Your answer must be an exact transcription of the lines from the line with "of the wedding" through the final line of the data.

Dataset excerpts:
--- --- ---

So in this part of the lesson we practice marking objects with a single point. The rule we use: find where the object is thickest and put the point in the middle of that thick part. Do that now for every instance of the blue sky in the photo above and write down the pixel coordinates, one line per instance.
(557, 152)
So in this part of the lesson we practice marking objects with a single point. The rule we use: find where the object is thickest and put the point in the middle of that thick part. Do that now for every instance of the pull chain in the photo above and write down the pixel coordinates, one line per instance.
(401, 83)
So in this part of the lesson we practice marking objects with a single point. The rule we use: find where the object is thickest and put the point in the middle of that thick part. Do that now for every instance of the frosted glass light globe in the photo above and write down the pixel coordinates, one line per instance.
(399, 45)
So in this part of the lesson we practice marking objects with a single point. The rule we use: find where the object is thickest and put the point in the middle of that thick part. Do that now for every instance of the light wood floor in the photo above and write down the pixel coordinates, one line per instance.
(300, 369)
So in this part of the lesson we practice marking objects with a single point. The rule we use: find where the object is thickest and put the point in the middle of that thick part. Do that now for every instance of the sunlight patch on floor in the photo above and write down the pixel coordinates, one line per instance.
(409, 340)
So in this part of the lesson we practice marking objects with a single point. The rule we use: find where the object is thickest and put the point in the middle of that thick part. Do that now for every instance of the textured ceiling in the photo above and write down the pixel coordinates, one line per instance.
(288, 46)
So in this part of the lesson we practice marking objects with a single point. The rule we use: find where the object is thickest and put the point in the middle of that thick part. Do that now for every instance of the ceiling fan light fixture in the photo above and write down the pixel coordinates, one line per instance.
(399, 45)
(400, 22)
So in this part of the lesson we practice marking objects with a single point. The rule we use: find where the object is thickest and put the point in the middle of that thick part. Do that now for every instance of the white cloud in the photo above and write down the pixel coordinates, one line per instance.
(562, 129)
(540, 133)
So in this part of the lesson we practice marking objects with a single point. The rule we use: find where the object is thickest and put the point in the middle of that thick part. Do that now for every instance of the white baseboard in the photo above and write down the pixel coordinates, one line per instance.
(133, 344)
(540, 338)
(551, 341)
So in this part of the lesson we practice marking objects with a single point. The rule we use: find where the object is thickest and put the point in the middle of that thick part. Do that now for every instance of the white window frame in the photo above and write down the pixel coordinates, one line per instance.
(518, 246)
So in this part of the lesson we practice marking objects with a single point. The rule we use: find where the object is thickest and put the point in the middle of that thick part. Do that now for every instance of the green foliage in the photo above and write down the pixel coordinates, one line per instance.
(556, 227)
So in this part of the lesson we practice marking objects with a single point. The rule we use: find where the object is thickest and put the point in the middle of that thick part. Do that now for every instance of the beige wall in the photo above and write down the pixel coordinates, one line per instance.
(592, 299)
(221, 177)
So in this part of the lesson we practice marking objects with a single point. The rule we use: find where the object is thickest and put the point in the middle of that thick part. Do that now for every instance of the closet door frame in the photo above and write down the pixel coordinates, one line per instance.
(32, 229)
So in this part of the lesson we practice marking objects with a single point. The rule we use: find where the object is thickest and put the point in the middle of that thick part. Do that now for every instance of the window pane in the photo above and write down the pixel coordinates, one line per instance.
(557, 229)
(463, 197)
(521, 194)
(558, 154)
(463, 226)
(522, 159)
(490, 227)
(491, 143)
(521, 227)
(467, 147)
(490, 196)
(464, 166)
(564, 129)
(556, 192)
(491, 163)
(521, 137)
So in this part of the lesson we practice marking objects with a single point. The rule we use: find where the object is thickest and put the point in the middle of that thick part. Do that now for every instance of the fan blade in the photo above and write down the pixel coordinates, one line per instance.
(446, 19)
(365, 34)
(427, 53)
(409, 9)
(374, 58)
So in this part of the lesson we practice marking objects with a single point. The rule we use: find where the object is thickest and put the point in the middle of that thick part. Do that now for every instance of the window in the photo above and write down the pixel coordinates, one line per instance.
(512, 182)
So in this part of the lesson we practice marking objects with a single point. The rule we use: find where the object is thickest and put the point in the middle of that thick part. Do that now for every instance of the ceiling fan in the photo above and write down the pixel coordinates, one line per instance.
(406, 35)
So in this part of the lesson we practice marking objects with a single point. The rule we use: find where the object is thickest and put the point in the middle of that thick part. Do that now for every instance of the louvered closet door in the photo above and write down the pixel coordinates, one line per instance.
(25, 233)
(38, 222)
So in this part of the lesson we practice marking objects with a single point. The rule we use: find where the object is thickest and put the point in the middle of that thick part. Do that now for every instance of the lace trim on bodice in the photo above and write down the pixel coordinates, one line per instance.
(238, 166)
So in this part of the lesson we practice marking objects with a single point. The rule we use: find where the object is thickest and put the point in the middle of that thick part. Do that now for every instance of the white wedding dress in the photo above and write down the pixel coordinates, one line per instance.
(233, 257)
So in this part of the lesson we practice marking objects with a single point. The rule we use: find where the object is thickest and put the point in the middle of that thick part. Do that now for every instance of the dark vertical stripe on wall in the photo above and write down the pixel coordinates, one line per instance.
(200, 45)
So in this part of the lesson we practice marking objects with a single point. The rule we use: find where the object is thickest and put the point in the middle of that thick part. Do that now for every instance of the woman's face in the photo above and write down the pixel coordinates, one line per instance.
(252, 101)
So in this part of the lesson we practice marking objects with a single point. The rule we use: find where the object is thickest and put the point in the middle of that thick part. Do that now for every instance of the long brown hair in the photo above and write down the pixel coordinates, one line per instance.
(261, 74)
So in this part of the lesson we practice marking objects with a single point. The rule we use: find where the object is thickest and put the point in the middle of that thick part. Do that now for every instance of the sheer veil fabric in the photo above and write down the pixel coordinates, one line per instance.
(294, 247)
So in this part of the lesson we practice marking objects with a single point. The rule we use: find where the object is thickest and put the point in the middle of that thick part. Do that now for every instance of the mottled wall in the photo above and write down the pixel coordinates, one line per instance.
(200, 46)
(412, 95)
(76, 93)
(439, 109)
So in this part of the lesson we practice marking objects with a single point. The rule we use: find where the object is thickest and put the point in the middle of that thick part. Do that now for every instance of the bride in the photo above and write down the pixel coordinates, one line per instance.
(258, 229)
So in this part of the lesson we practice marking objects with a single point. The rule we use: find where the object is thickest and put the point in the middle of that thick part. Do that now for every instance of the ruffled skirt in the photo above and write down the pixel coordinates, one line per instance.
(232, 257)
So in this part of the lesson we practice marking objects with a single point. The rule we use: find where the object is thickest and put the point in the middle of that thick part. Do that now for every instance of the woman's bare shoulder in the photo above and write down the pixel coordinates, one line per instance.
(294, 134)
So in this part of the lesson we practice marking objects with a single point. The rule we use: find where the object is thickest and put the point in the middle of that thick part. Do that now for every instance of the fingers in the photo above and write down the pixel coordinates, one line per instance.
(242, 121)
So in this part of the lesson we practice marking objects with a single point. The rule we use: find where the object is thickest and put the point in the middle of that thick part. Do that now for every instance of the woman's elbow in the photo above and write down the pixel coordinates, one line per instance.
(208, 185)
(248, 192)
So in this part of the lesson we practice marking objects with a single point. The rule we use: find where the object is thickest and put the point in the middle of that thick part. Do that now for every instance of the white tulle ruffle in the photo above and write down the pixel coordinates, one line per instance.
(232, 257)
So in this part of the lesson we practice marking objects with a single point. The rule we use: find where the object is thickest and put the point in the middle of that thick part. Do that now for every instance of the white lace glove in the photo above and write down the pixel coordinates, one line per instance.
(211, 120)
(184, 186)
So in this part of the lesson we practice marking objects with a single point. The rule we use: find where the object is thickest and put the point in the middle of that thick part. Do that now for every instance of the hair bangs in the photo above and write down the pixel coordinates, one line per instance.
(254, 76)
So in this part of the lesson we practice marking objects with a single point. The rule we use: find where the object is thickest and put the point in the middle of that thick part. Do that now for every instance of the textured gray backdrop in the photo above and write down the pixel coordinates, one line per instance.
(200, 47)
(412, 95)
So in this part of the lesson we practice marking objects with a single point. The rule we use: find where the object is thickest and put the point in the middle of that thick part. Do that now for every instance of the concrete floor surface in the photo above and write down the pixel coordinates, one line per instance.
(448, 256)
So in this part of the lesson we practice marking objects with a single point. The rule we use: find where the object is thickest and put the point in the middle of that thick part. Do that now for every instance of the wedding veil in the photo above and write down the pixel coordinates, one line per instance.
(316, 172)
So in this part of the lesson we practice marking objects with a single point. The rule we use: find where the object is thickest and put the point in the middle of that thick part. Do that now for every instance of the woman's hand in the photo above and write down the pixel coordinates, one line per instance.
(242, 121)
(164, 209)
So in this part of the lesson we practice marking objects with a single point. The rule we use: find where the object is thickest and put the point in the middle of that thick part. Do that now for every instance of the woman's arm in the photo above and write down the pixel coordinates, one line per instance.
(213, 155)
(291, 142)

--- --- ---

Result of this exercise:
So in this part of the lesson we practice marking objects with a single point. The rule we use: find where the object is thickest and put the point in the middle of that thick part. Do that now for every instance of the wedding veil in the photo above and write down the pixel coordinates, one line per instance.
(316, 172)
So in this part of the lesson we practice marking objects with a single point. The rule we use: find where the object is thickest and put the point in the middle of that thick part. Do that now for every instance of the woman's hand in the photo above and write down the pixel coordinates, one line per instance.
(242, 121)
(164, 209)
So in this part of the lesson we practice marking objects with a single point. The rule we use: find where the object is thickest and put the point in the middle of that thick part. Do that now for every instance of the woman's arm in the photo above and write down the pixel coordinates, one line per instance.
(213, 155)
(291, 142)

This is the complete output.